En diez años aprendió todo lo que su madre le pudo enseñar. Pero la visita de Maurice Isabal, del restaurante Ithurria, en la localidad de Ainhoa, le abrió los ojos a un universo culinario que no sabía que existía. Aceptó la invitación para pasar unos días en su casa, en el País Vasco francés. Dos semanas le bastaron para empaparse de una cocina de marcadas raíces francesas, donde comenzó a elaborar foie-gras, a preocuparse por la presentación de los platos, a investigar nuevas recetas, a buscar en lo que tenía a mano –libros de cocina, revistas…– cualquier información que le diera respuestas.

Los cambios tardaron en llegar. No quería, confiesa, que su clientela y su madre se asustaran. Y con un solo plato, los garbanzos con foie-gras, empezó un nuevo Zuberoa.

○ ○ ○

• Consigna escrita 1: Reescribe como lista JSON de cadenas, una por línea y sin líneas en blanco, las líneas del listado situadas entre la que contiene "Where can you find the boy" y la que contiene "Target: white sheet of paper", ambas incluidas.
El texto y el listado no tienen relación entre sí.

Entradas de una fuente de datos:
○ ○ ○

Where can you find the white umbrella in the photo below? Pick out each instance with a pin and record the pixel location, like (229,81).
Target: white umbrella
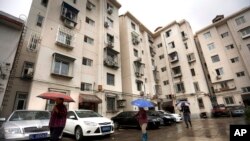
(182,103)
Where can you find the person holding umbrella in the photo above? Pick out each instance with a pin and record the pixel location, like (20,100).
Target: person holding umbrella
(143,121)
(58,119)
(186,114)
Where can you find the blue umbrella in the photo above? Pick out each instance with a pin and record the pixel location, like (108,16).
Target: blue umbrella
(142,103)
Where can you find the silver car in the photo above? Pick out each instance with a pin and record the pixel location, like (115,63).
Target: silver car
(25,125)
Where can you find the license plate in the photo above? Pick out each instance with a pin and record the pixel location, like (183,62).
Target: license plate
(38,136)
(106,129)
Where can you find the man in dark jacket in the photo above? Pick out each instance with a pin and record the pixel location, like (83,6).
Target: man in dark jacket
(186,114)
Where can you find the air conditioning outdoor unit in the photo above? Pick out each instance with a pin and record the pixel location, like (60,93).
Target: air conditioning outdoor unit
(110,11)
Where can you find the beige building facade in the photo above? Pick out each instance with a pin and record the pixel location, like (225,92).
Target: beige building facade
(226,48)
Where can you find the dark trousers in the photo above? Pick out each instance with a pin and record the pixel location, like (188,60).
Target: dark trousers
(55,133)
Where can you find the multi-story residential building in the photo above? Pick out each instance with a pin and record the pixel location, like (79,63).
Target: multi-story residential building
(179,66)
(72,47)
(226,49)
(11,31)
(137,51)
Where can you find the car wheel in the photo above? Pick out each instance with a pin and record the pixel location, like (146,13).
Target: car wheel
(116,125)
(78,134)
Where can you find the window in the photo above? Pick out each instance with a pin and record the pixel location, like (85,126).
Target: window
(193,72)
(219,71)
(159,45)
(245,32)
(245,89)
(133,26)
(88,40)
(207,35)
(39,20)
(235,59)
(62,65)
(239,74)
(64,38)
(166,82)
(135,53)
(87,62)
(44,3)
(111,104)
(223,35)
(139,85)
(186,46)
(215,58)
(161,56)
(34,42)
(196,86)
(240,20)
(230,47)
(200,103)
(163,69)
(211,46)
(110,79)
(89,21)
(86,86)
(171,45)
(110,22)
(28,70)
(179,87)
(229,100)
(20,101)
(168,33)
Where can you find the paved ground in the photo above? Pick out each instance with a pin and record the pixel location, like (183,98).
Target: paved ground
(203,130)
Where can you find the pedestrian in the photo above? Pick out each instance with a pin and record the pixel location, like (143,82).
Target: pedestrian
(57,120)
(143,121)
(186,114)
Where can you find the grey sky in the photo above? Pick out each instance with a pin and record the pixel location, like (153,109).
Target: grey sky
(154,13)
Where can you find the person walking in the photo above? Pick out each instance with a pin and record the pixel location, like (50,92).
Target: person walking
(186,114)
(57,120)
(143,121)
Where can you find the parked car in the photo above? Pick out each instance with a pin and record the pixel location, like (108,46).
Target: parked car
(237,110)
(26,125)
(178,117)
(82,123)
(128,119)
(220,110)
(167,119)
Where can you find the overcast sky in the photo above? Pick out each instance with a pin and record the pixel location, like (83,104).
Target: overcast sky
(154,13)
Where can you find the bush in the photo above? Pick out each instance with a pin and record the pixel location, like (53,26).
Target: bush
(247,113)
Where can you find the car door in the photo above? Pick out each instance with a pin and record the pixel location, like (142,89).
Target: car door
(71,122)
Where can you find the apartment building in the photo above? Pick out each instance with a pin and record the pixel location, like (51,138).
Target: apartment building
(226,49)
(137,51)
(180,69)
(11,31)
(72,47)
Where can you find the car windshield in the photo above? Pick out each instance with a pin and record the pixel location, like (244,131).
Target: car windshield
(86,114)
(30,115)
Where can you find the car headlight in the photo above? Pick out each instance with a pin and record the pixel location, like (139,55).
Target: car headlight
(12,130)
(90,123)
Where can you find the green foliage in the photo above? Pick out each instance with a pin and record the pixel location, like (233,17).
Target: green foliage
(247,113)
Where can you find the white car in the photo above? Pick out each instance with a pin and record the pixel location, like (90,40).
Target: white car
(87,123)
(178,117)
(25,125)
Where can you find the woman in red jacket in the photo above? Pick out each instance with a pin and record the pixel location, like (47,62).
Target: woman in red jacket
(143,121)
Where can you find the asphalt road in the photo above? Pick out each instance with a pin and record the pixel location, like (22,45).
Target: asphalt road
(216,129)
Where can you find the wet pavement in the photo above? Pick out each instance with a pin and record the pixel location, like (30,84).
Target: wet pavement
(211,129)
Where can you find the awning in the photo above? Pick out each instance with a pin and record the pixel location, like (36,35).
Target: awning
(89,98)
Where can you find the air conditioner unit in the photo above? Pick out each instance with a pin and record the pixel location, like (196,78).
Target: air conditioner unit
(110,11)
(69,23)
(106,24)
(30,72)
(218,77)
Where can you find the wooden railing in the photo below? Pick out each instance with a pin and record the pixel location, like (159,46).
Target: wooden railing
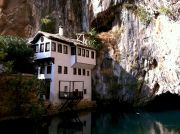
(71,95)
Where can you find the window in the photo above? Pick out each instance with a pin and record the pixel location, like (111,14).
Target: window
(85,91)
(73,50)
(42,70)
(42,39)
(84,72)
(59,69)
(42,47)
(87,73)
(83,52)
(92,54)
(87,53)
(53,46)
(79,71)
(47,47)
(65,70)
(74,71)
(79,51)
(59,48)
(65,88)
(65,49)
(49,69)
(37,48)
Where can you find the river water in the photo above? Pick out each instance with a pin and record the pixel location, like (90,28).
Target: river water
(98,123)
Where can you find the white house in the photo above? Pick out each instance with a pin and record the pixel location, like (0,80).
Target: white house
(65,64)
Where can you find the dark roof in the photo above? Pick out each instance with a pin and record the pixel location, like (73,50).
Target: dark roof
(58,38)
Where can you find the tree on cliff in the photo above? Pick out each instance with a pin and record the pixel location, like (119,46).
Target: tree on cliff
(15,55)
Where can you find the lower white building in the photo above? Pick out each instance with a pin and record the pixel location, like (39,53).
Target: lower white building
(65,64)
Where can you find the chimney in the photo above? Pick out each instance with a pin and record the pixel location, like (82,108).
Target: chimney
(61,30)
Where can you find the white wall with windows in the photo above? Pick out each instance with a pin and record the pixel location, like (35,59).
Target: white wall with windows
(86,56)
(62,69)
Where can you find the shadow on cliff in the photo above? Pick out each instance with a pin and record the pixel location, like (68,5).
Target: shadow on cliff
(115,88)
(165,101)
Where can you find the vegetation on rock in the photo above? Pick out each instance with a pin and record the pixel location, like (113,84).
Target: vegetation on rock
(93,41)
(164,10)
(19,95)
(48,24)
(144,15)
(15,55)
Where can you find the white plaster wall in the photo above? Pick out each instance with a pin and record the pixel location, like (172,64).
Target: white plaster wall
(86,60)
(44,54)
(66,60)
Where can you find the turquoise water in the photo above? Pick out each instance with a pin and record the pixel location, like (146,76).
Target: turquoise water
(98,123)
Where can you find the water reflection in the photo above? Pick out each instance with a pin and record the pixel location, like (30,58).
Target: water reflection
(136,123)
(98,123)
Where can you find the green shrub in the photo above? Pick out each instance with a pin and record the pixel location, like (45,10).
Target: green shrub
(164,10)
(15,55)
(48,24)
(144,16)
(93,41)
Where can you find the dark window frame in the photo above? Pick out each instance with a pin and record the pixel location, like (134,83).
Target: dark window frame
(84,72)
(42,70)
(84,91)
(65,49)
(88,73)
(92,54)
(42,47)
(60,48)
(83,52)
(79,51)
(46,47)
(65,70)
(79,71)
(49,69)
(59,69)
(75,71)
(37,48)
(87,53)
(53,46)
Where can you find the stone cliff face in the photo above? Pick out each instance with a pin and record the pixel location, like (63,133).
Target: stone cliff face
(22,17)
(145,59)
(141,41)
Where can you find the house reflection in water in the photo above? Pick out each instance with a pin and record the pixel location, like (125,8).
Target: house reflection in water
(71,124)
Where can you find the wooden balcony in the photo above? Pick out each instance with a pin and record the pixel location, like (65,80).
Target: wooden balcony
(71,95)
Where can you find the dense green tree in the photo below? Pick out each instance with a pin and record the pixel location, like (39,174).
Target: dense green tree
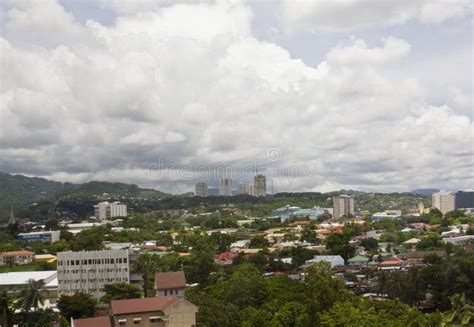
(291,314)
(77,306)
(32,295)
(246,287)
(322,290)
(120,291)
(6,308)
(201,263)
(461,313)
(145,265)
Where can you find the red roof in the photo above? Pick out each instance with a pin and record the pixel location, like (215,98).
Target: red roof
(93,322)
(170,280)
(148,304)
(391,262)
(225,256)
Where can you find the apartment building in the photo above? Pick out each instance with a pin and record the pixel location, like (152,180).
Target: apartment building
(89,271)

○ ○ ○

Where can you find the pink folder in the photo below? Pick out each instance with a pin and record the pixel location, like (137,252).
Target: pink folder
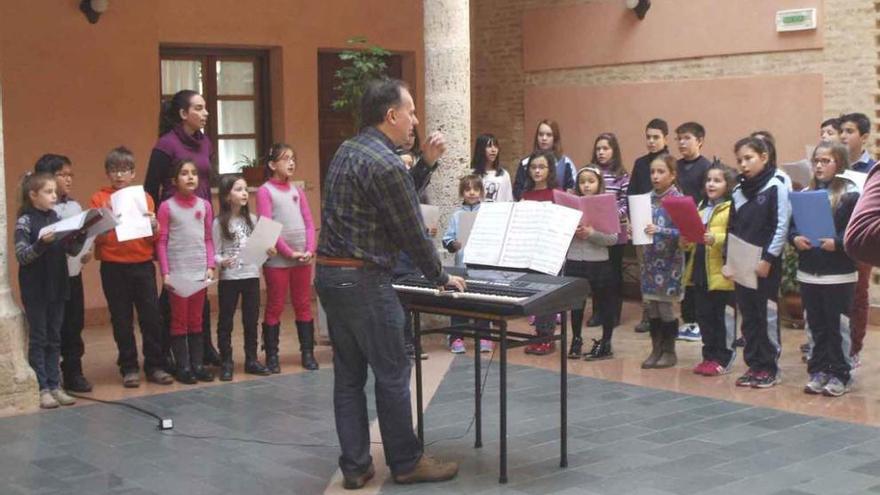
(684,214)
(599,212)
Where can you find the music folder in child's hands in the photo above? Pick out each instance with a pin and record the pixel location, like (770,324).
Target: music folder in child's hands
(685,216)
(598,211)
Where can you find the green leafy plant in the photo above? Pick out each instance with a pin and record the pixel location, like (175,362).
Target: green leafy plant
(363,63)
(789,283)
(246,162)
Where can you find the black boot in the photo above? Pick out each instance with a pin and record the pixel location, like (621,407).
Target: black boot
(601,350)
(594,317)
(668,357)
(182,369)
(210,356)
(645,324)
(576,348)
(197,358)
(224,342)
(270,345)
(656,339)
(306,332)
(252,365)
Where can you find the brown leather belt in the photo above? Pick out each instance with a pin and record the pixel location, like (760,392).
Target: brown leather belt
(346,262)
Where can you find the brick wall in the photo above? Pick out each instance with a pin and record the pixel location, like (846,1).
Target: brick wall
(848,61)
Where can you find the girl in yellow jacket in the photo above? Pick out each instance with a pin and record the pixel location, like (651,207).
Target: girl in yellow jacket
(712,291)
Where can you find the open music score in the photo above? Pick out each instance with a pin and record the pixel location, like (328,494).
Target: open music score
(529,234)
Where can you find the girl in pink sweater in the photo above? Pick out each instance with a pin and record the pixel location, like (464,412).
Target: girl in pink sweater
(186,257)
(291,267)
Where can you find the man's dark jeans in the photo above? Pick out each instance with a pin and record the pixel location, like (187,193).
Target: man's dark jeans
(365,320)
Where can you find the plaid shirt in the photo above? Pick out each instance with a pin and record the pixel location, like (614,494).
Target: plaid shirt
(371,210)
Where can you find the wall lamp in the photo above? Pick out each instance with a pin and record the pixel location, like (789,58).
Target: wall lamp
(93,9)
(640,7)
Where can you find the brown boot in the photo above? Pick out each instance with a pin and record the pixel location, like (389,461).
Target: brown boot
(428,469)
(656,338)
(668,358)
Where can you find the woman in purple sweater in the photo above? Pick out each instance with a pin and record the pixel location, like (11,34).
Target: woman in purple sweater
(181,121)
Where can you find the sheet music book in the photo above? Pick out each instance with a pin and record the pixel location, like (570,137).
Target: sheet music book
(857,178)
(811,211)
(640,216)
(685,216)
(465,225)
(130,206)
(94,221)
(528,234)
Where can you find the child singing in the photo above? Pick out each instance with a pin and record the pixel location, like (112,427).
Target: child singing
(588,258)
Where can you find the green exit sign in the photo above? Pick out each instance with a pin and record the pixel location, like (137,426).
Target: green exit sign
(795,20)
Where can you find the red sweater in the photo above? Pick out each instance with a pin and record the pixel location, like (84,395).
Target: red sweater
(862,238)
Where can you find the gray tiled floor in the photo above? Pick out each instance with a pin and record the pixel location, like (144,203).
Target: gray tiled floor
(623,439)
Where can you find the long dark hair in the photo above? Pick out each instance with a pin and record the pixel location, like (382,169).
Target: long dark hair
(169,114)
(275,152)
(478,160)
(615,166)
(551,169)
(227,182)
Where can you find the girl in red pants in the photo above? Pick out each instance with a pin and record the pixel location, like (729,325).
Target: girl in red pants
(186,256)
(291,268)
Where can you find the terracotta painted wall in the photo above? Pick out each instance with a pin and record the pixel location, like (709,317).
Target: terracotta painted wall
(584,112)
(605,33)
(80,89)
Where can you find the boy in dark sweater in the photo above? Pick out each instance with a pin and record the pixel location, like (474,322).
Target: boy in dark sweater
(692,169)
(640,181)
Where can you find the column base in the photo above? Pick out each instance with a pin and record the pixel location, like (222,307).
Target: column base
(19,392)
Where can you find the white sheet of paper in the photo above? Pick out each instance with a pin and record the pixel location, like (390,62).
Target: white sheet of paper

○ ○ ○

• Consigna escrita 2: Resume en forma de lista el párrafo del texto sobre Zuberoa que empieza con "En diez años aprendió" y conserva sus datos principales.

• Respuesta 1:
[
  "Where can you find the boy in dark sweater in the photo above? Pick out each instance with a pin and record the pixel location, like (474,322).",
  "Target: boy in dark sweater",
  "(692,169)",
  "(640,181)",
  "Where can you find the column base in the photo above? Pick out each instance with a pin and record the pixel location, like (222,307).",
  "Target: column base",
  "(19,392)",
  "Where can you find the white sheet of paper in the photo above? Pick out each instance with a pin and record the pixel location, like (390,62).",
  "Target: white sheet of paper"
]

• Respuesta 2:
- En diez años aprendió todo lo que su madre le pudo enseñar.
- La visita de Maurice Isabal, del restaurante Ithurria de Ainhoa, le descubrió un universo culinario que no conocía.
- Aceptó su invitación y pasó unos días en su casa, en el País Vasco francés.
- En dos semanas se empapó de una cocina de marcadas raíces francesas.
- Allí empezó a elaborar foie-gras, a cuidar la presentación de los platos y a investigar nuevas recetas.
- Buscó información en libros de cocina y revistas.